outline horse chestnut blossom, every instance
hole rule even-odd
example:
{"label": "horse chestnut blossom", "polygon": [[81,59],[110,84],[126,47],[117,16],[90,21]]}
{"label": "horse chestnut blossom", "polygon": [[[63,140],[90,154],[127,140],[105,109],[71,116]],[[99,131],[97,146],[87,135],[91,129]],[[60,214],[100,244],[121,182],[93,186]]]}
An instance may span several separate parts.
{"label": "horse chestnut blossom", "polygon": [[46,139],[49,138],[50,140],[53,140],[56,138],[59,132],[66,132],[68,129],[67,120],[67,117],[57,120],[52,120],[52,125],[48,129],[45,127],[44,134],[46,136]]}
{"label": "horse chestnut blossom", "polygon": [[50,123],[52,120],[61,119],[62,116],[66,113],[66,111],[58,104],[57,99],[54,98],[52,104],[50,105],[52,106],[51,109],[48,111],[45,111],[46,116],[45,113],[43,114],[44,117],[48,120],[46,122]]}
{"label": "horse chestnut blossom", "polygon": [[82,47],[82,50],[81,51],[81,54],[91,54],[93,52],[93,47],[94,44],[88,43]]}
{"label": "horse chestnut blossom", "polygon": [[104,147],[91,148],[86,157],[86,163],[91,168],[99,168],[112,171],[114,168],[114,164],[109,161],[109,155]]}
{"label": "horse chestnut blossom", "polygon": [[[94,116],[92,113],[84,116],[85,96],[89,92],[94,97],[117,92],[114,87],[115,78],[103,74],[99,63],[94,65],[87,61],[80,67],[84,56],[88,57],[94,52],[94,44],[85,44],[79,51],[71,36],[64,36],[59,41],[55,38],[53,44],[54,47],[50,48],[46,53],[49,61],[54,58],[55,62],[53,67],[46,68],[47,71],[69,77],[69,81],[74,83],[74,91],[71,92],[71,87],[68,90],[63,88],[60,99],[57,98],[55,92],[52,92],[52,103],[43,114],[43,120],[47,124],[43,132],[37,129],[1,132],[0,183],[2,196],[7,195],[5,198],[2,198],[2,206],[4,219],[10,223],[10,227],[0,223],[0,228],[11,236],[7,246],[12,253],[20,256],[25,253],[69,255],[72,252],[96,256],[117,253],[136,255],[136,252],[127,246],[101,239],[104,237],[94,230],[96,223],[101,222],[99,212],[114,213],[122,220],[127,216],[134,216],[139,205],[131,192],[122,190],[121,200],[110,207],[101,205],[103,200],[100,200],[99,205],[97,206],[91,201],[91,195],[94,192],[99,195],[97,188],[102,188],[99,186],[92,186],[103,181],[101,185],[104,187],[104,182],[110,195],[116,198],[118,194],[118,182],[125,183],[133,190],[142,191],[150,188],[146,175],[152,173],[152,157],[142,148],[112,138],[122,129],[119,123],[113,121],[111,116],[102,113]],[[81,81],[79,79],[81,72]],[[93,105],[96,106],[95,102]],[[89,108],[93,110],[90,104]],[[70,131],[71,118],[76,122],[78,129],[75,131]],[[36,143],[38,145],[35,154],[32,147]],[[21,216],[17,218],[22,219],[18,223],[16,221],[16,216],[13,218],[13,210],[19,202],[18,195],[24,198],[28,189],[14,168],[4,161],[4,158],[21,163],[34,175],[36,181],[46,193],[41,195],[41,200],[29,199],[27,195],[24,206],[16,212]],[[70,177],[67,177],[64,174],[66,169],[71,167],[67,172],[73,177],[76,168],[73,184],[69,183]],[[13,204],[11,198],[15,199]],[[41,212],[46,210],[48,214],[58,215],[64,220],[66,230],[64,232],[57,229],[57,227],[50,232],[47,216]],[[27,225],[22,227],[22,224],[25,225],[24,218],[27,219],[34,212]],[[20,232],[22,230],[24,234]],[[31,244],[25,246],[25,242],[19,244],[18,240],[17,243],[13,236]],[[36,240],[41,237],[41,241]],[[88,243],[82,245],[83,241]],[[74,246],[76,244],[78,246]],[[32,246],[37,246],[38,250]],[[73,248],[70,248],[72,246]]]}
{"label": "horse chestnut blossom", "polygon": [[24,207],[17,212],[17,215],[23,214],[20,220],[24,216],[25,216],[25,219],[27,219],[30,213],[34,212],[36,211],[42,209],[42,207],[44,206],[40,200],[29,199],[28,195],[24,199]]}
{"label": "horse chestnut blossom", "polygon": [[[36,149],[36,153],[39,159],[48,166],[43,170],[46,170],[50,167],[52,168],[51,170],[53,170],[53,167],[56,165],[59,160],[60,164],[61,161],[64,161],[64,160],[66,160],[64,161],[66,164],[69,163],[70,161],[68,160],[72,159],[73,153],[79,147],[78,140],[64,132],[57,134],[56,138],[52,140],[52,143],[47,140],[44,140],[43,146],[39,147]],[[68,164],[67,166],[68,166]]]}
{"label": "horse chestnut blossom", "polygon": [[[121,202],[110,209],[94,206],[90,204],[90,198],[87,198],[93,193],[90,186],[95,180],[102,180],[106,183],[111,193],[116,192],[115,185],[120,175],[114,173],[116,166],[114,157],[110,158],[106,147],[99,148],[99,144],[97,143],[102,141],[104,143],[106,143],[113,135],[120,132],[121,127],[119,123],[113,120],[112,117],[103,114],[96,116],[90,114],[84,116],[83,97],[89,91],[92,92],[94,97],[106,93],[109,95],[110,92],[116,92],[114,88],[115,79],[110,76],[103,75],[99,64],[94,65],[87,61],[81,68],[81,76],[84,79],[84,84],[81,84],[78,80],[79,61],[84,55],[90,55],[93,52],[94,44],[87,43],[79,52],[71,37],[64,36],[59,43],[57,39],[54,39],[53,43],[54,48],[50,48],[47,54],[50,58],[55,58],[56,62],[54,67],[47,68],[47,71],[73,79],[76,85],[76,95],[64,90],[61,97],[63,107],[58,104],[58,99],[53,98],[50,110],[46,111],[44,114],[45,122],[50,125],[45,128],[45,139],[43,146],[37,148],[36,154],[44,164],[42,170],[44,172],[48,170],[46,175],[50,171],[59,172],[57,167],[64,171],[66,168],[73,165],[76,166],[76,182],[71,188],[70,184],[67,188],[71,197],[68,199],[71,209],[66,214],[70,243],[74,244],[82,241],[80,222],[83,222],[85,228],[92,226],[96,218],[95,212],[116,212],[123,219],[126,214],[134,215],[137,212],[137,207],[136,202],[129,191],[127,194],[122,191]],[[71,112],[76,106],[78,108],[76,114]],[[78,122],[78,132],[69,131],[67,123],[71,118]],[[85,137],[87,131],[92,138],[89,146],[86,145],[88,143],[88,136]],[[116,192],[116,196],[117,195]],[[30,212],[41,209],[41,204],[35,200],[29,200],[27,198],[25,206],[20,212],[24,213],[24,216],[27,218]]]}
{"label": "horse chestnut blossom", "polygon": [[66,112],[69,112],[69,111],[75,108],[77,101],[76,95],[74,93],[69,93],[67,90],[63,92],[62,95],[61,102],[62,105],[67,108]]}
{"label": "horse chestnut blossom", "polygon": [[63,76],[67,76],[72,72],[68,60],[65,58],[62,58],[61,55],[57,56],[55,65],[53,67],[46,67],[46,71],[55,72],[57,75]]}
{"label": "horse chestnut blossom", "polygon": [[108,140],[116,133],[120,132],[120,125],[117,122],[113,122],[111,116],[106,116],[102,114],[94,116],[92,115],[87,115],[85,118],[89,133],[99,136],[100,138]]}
--- --- ---
> [What needs to be done]: Using the material above, print every entry exactly as written.

> [Completed task]:
outline horse chestnut blossom, every instance
hole rule even-odd
example:
{"label": "horse chestnut blossom", "polygon": [[81,59],[110,84],[126,47],[117,16],[90,21]]}
{"label": "horse chestnut blossom", "polygon": [[[63,140],[90,154],[127,140],[105,109],[71,116]],[[99,131],[97,146],[87,135],[91,129]],[[60,214],[100,244],[121,182],[93,186]]]}
An instance may span several separate parts.
{"label": "horse chestnut blossom", "polygon": [[46,139],[49,138],[50,140],[53,140],[56,138],[59,132],[66,132],[68,129],[67,120],[67,117],[57,120],[52,120],[52,125],[48,129],[45,127],[44,134],[46,136]]}
{"label": "horse chestnut blossom", "polygon": [[50,123],[52,120],[61,119],[62,116],[66,113],[66,111],[58,104],[57,99],[54,98],[52,104],[50,105],[52,106],[51,109],[48,111],[45,111],[46,116],[45,113],[43,114],[44,117],[48,120],[46,122]]}
{"label": "horse chestnut blossom", "polygon": [[82,47],[82,50],[81,51],[81,54],[91,54],[93,52],[93,47],[94,44],[88,43]]}
{"label": "horse chestnut blossom", "polygon": [[104,147],[91,148],[86,157],[86,163],[91,168],[99,168],[112,171],[114,168],[114,164],[109,161],[109,155]]}
{"label": "horse chestnut blossom", "polygon": [[[94,116],[92,113],[84,116],[85,96],[89,92],[94,97],[117,92],[114,87],[115,78],[103,74],[99,63],[94,65],[87,61],[80,67],[84,56],[88,57],[94,52],[94,44],[85,44],[79,51],[71,36],[64,36],[59,41],[55,38],[53,44],[54,47],[50,48],[46,53],[49,61],[54,58],[55,62],[53,67],[46,68],[47,71],[69,77],[69,81],[74,83],[74,91],[71,92],[71,87],[68,90],[63,88],[60,99],[57,98],[55,92],[52,92],[52,103],[43,114],[43,120],[47,124],[43,132],[37,129],[1,132],[0,183],[2,196],[7,195],[5,198],[2,198],[2,206],[4,219],[10,223],[10,227],[0,223],[0,228],[11,236],[7,246],[12,253],[20,256],[25,253],[69,255],[72,252],[96,256],[117,253],[136,255],[136,252],[127,246],[101,239],[104,237],[94,230],[96,223],[101,222],[99,212],[114,213],[122,220],[127,216],[134,216],[139,205],[131,192],[122,190],[121,200],[110,207],[101,205],[103,200],[100,200],[99,205],[97,206],[91,201],[91,195],[94,192],[99,195],[97,188],[102,188],[99,186],[92,186],[103,181],[101,185],[104,187],[104,182],[110,195],[116,198],[118,194],[118,182],[125,183],[133,190],[142,191],[150,188],[146,175],[152,173],[152,157],[142,148],[112,138],[122,129],[119,123],[113,121],[111,116],[102,113]],[[81,81],[79,79],[81,72]],[[93,105],[96,106],[95,102]],[[89,108],[93,110],[90,104]],[[70,131],[71,118],[76,122],[78,129],[75,131]],[[36,143],[38,145],[35,154],[32,147]],[[21,216],[17,218],[22,219],[18,223],[16,221],[16,216],[13,218],[13,210],[19,202],[18,195],[24,198],[28,189],[14,168],[4,161],[4,158],[21,163],[34,175],[36,181],[46,193],[41,195],[41,200],[29,199],[27,195],[24,206],[16,212]],[[70,177],[67,177],[64,174],[66,169],[71,167],[67,172],[73,177],[76,168],[73,184],[69,183]],[[13,204],[11,198],[15,199]],[[41,212],[46,210],[48,214],[58,215],[64,220],[66,230],[64,232],[57,229],[57,227],[50,232],[47,216]],[[27,225],[22,227],[22,224],[25,225],[24,218],[27,219],[34,212]],[[20,232],[22,230],[24,234]],[[31,244],[25,246],[25,242],[19,244],[18,240],[17,243],[13,236]],[[36,240],[41,237],[41,241]],[[88,243],[82,245],[83,241]],[[74,246],[76,244],[78,246]],[[32,246],[37,246],[38,250]],[[73,248],[70,248],[72,246]]]}
{"label": "horse chestnut blossom", "polygon": [[24,207],[17,212],[17,215],[23,214],[20,220],[24,216],[25,216],[25,219],[27,219],[30,213],[34,212],[36,211],[42,209],[42,207],[44,206],[40,200],[29,199],[28,195],[24,199]]}
{"label": "horse chestnut blossom", "polygon": [[[36,149],[36,153],[39,159],[48,166],[43,170],[46,170],[50,167],[52,168],[51,170],[53,170],[53,167],[56,165],[59,160],[60,164],[61,161],[64,161],[64,160],[66,160],[64,161],[66,164],[69,163],[70,161],[68,160],[72,159],[73,153],[79,147],[78,140],[64,132],[57,134],[56,138],[52,140],[52,143],[47,140],[44,140],[43,146],[39,147]],[[68,164],[67,166],[68,166]]]}
{"label": "horse chestnut blossom", "polygon": [[[121,202],[110,209],[94,206],[90,204],[90,198],[87,198],[93,193],[90,186],[95,180],[102,180],[106,183],[111,193],[116,192],[115,185],[120,175],[114,173],[116,166],[114,157],[110,158],[106,147],[99,148],[99,144],[97,143],[102,141],[104,143],[106,143],[113,135],[120,132],[121,127],[119,123],[113,120],[112,117],[103,114],[96,116],[90,114],[84,116],[83,97],[89,91],[92,92],[94,97],[106,93],[109,95],[110,92],[116,92],[114,88],[115,79],[110,76],[103,75],[99,64],[94,65],[87,61],[81,68],[81,76],[84,79],[84,84],[81,84],[78,80],[79,61],[84,55],[90,55],[93,52],[94,44],[87,43],[79,52],[71,37],[64,36],[59,43],[57,39],[54,39],[53,43],[54,48],[50,48],[47,54],[50,58],[55,58],[56,62],[54,67],[47,68],[47,71],[73,79],[76,85],[76,95],[64,90],[61,97],[63,107],[58,104],[58,99],[53,98],[50,110],[46,111],[44,114],[45,122],[50,125],[45,128],[45,139],[43,146],[37,148],[36,154],[44,164],[42,170],[44,172],[48,170],[46,175],[50,171],[59,172],[57,167],[64,171],[66,168],[73,165],[76,166],[76,182],[71,188],[70,184],[67,188],[71,197],[68,199],[71,209],[66,214],[70,243],[74,244],[82,241],[80,222],[83,222],[85,228],[92,226],[96,218],[95,212],[116,212],[123,219],[126,214],[134,215],[137,212],[137,207],[136,202],[129,191],[127,194],[122,191]],[[71,112],[76,106],[78,108],[76,114]],[[78,122],[78,132],[69,131],[67,123],[71,118]],[[85,137],[87,131],[92,138],[89,146],[86,145],[88,143],[88,136]],[[116,192],[116,196],[117,195]],[[30,212],[41,209],[41,204],[35,200],[29,200],[27,198],[25,206],[20,212],[24,213],[24,216],[27,218]]]}
{"label": "horse chestnut blossom", "polygon": [[66,112],[69,112],[69,111],[75,108],[77,101],[76,95],[74,93],[69,93],[67,90],[63,92],[62,95],[61,102],[62,105],[67,108]]}
{"label": "horse chestnut blossom", "polygon": [[63,76],[67,76],[72,72],[68,60],[65,58],[62,58],[61,55],[57,56],[55,65],[53,67],[46,67],[46,71],[55,72],[57,75]]}
{"label": "horse chestnut blossom", "polygon": [[108,140],[116,133],[120,132],[120,125],[117,122],[113,122],[111,116],[106,116],[102,114],[94,116],[92,115],[87,115],[85,118],[89,133],[99,136],[100,138]]}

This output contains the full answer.